**To do**
Each record below has to be printed verbatim.
::: Data
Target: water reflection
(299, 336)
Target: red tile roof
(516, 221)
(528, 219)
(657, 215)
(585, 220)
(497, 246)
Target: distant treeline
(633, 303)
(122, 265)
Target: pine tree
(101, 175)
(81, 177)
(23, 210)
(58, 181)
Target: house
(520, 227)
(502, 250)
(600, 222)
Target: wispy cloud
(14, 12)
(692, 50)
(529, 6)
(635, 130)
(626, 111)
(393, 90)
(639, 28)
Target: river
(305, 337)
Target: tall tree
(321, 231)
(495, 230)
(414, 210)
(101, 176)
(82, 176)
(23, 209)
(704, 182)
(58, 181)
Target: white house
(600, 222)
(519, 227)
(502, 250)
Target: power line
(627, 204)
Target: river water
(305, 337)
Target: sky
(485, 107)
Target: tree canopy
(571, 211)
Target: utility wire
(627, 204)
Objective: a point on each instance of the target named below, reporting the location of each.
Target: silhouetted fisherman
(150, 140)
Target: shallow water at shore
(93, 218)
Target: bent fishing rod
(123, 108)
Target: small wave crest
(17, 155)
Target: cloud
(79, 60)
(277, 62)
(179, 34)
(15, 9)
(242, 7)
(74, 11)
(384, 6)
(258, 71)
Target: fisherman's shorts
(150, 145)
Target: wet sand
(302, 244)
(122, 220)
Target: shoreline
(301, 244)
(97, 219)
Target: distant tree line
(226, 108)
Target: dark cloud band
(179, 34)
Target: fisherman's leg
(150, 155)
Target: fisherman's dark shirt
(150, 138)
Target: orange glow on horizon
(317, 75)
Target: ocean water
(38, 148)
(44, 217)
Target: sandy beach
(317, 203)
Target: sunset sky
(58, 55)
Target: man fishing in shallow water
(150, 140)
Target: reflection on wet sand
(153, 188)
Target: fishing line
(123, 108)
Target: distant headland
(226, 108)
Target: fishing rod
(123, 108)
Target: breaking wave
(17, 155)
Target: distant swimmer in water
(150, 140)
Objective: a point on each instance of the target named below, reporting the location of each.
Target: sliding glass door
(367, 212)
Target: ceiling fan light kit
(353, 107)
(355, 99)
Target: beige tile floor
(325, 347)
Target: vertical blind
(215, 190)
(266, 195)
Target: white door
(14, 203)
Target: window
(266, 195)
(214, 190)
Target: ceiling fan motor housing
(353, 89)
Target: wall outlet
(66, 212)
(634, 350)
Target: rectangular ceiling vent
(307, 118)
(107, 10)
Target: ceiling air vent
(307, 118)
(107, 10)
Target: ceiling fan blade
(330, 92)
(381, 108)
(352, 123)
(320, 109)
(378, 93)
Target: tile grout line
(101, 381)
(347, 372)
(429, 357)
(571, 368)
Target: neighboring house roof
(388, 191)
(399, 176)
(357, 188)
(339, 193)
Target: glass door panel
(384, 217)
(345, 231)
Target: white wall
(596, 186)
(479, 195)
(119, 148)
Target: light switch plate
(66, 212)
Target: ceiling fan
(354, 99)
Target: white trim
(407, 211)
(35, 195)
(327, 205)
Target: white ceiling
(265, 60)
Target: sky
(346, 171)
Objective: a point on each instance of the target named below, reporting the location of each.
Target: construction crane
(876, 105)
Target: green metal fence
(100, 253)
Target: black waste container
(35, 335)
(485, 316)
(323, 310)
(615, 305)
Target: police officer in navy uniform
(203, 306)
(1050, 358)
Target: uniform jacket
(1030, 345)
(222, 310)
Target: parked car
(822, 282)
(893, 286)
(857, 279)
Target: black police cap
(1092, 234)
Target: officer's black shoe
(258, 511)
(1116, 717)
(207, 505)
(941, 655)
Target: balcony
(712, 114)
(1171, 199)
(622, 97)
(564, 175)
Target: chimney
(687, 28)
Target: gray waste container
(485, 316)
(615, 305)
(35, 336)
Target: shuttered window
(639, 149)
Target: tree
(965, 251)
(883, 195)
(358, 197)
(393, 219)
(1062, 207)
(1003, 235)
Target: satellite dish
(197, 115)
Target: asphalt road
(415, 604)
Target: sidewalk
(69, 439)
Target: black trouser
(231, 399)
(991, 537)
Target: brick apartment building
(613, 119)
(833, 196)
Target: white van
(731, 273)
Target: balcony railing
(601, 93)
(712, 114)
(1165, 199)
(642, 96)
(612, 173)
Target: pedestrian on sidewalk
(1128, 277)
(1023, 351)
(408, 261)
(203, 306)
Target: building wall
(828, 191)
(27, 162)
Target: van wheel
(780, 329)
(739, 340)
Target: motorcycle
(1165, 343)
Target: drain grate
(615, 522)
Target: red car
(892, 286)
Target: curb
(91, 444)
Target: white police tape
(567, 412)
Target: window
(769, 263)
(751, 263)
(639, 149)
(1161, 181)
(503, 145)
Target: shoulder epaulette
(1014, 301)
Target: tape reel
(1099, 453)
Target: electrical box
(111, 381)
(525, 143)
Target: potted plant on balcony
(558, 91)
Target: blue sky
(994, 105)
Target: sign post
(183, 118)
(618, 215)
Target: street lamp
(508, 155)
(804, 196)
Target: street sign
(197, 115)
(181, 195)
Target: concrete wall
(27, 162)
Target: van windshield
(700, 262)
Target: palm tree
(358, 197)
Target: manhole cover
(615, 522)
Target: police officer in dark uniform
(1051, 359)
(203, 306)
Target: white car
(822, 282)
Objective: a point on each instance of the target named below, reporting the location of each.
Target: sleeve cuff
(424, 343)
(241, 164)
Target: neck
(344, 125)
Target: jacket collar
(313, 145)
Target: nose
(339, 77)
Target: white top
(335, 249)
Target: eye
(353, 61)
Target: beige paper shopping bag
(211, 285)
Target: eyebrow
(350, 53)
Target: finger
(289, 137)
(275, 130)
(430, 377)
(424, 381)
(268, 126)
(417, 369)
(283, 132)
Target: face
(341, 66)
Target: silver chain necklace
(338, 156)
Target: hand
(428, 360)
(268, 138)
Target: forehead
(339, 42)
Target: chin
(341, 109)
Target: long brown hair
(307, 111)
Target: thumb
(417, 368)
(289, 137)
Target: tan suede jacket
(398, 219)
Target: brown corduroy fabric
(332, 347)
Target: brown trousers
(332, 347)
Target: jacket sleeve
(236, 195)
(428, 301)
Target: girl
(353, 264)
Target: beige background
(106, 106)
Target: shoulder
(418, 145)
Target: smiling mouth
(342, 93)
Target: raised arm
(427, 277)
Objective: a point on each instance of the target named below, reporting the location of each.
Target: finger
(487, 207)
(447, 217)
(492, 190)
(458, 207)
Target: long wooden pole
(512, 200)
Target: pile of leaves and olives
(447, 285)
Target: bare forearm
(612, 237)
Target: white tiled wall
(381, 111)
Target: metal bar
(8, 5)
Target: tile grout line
::::::
**Result of this exercise**
Target: water reflection
(299, 336)
Target: red tile roof
(516, 221)
(528, 219)
(657, 215)
(585, 220)
(497, 246)
Target: distant treeline
(633, 303)
(122, 265)
Target: pine tree
(101, 175)
(81, 177)
(23, 210)
(58, 181)
Target: house
(520, 227)
(502, 250)
(600, 222)
Target: wispy cloud
(14, 12)
(692, 50)
(529, 6)
(635, 130)
(626, 111)
(393, 90)
(639, 28)
Target: river
(305, 337)
Target: tall tree
(321, 231)
(495, 230)
(414, 210)
(101, 176)
(82, 176)
(23, 209)
(704, 182)
(58, 181)
Target: white house
(600, 222)
(519, 227)
(502, 250)
Target: power line
(627, 204)
Target: river water
(305, 337)
Target: sky
(485, 107)
Target: tree canopy
(571, 211)
Target: utility wire
(627, 204)
Objective: a point on each instance of the target named below, reporting the location of each.
Target: silhouetted fisherman
(150, 140)
Target: shallow water at shore
(93, 218)
Target: bent fishing rod
(123, 108)
Target: small wave crest
(17, 155)
Target: cloud
(79, 60)
(277, 62)
(179, 34)
(15, 9)
(242, 7)
(74, 11)
(384, 6)
(258, 71)
Target: fisherman's shorts
(150, 145)
Target: wet sand
(302, 244)
(122, 220)
Target: shoreline
(301, 244)
(97, 219)
Target: distant tree line
(226, 108)
Target: dark cloud band
(179, 34)
Target: fisherman's leg
(150, 155)
Target: fisherman's dark shirt
(150, 138)
Target: orange glow on horizon
(317, 75)
Target: ocean water
(38, 148)
(44, 217)
Target: sandy beach
(317, 203)
Target: sunset sky
(58, 55)
Target: man fishing in shallow water
(150, 140)
Target: reflection on wet sand
(153, 188)
Target: fishing line
(123, 108)
Target: distant headland
(226, 108)
Target: fishing rod
(123, 108)
Target: breaking wave
(17, 155)
Target: distant swimmer in water
(150, 140)
Objective: a point on each instance of the target named below, reporting the location of each.
Target: sliding glass door
(367, 212)
Target: ceiling fan light kit
(353, 107)
(355, 99)
Target: beige tile floor
(325, 347)
Target: vertical blind
(215, 190)
(266, 195)
Target: white door
(14, 203)
Target: window
(266, 195)
(214, 190)
Target: ceiling fan motor housing
(353, 89)
Target: wall outlet
(66, 212)
(634, 350)
Target: rectangular ceiling vent
(307, 118)
(107, 10)
Target: ceiling air vent
(307, 118)
(107, 10)
Target: ceiling fan blade
(330, 92)
(381, 108)
(352, 123)
(320, 109)
(378, 93)
Target: tile grout line
(101, 381)
(347, 372)
(429, 357)
(571, 368)
Target: neighboring house roof
(388, 191)
(399, 176)
(357, 188)
(339, 193)
Target: glass door panel
(384, 217)
(345, 231)
Target: white wall
(596, 186)
(479, 195)
(119, 148)
Target: light switch plate
(66, 212)
Target: ceiling fan
(354, 99)
Target: white trim
(407, 211)
(35, 195)
(327, 205)
Target: white ceiling
(265, 60)
Target: sky
(346, 171)
Objective: a point on each instance of the target named below, reporting the location of each.
Target: construction crane
(876, 105)
Target: green metal fence
(100, 253)
Target: black waste container
(35, 335)
(485, 316)
(323, 310)
(615, 305)
Target: police officer in navy uniform
(203, 306)
(1050, 358)
Target: uniform jacket
(1030, 345)
(222, 310)
Target: parked car
(822, 282)
(893, 286)
(857, 279)
Target: black police cap
(1092, 234)
Target: officer's black shoe
(258, 511)
(1116, 717)
(207, 505)
(941, 655)
Target: balcony
(712, 114)
(1171, 199)
(622, 97)
(564, 175)
Target: chimney
(687, 28)
Target: gray waste container
(485, 316)
(615, 305)
(35, 336)
Target: shuttered window
(639, 149)
Target: tree
(965, 251)
(883, 195)
(358, 197)
(393, 219)
(1062, 207)
(1003, 235)
Target: satellite dish
(197, 115)
Target: asphalt road
(415, 604)
Target: sidewalk
(69, 439)
Target: black trouser
(231, 399)
(991, 537)
Target: brick apartment building
(613, 119)
(833, 196)
Target: white van
(731, 273)
Target: balcony railing
(601, 93)
(712, 114)
(1165, 199)
(642, 96)
(612, 173)
Target: pedestrian on sidewalk
(1128, 277)
(1023, 351)
(408, 261)
(203, 306)
Target: building wall
(828, 191)
(27, 162)
Target: van wheel
(780, 329)
(739, 340)
Target: motorcycle
(1165, 343)
Target: drain grate
(615, 522)
Target: red car
(892, 286)
Target: curb
(91, 444)
Target: white police tape
(567, 412)
Target: window
(769, 263)
(751, 263)
(639, 149)
(1161, 181)
(503, 145)
Target: shoulder epaulette
(1014, 301)
Target: tape reel
(1099, 453)
Target: electrical box
(111, 381)
(525, 143)
Target: potted plant on balcony
(558, 91)
Target: blue sky
(994, 105)
Target: sign post
(183, 118)
(618, 215)
Target: street lamp
(508, 155)
(804, 196)
Target: street sign
(197, 115)
(181, 195)
Target: concrete wall
(27, 162)
Target: van windshield
(700, 262)
Target: palm tree
(358, 197)
Target: manhole cover
(615, 522)
Target: police officer in dark uniform
(1051, 359)
(203, 306)
Target: white car
(822, 282)
Objective: a point on each instance of the target named below, reporting the location of each.
Target: sleeve cuff
(424, 343)
(241, 164)
Target: neck
(344, 125)
Target: jacket collar
(313, 145)
Target: nose
(339, 77)
Target: white top
(335, 249)
Target: eye
(353, 61)
Target: beige paper shopping bag
(211, 285)
Target: eyebrow
(350, 53)
Target: finger
(289, 137)
(275, 130)
(430, 377)
(424, 381)
(268, 126)
(417, 369)
(283, 132)
Target: face
(341, 66)
Target: silver chain necklace
(338, 156)
Target: hand
(428, 360)
(268, 138)
Target: forehead
(339, 42)
Target: chin
(341, 109)
Target: long brown hair
(307, 111)
Target: thumb
(417, 368)
(289, 137)
Target: tan suede jacket
(398, 219)
Target: brown corduroy fabric
(332, 347)
Target: brown trousers
(332, 347)
Target: jacket sleeve
(236, 195)
(428, 301)
Target: girl
(353, 264)
Target: beige background
(106, 106)
Target: shoulder
(418, 145)
Target: smiling mouth
(342, 93)
Target: raised arm
(427, 277)
Objective: a point on each instance of the target named below, reporting the location of each.
Target: finger
(487, 207)
(447, 217)
(492, 190)
(458, 207)
Target: long wooden pole
(512, 200)
Target: pile of leaves and olives
(447, 285)
Target: bare forearm
(612, 237)
Target: white tiled wall
(381, 111)
Target: metal bar
(8, 5)
Target: tile grout line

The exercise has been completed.